What the exercise asks ▸
Lines in the data below that contain the word "fried" are to be copied.

Collected data
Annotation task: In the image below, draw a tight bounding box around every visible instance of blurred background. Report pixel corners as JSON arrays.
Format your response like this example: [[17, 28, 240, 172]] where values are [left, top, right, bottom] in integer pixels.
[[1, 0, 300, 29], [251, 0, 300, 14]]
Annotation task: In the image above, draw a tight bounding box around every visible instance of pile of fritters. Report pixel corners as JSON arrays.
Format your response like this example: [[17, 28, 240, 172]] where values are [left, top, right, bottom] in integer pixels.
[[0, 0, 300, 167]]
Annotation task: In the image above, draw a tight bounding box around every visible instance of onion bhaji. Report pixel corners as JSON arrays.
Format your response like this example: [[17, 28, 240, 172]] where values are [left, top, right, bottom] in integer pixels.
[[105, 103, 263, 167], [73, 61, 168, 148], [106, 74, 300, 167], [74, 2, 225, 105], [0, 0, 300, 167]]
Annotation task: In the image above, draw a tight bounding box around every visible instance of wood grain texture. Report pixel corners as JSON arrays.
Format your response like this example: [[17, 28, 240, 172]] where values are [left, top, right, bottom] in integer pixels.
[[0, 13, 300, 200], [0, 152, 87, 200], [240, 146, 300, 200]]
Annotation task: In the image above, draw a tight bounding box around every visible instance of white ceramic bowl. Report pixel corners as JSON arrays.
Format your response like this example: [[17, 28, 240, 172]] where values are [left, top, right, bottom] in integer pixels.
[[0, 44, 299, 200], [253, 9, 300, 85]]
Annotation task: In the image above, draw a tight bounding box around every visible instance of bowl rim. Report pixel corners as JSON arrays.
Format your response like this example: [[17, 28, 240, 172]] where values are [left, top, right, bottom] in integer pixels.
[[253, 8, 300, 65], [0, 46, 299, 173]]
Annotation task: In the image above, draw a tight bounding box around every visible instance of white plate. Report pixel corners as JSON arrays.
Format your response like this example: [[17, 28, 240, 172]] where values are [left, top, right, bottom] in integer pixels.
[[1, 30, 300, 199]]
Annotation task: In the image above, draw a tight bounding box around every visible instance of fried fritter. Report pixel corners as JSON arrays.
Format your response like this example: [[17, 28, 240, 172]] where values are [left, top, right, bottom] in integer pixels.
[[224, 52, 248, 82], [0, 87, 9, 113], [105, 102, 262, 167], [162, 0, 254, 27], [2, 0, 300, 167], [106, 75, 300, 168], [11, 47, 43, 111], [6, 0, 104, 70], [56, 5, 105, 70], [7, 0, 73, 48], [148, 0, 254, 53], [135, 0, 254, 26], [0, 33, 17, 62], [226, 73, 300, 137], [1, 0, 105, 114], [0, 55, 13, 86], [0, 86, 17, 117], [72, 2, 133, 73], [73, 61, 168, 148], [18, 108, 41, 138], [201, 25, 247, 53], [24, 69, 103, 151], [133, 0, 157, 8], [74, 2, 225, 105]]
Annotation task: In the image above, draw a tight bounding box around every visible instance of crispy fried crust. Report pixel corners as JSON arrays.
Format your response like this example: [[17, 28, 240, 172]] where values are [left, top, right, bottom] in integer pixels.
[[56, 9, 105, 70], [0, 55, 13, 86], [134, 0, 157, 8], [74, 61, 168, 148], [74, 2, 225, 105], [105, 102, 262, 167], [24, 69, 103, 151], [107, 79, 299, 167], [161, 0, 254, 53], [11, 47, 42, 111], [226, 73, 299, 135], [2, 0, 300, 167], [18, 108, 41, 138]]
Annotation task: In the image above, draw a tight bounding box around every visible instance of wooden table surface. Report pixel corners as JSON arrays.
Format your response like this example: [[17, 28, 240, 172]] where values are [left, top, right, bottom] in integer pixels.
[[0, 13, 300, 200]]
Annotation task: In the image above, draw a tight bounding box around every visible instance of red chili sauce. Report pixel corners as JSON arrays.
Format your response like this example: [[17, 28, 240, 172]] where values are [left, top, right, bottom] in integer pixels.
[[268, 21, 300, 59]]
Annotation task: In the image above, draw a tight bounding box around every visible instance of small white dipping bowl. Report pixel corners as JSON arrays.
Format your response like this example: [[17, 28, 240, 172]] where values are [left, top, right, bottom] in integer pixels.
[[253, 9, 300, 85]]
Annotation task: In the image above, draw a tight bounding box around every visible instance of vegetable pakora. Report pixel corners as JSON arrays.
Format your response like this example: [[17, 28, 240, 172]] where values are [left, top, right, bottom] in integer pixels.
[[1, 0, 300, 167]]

Result ▸
Annotation task: In the image above, draw a tight bounding box around every visible instance of fried fritter. Report pixel corners as JSON arrays.
Annotation task: In the image above, draw a tight bounding box around every visible instance of crispy fried crust. Report pixel corners as JSON arrays.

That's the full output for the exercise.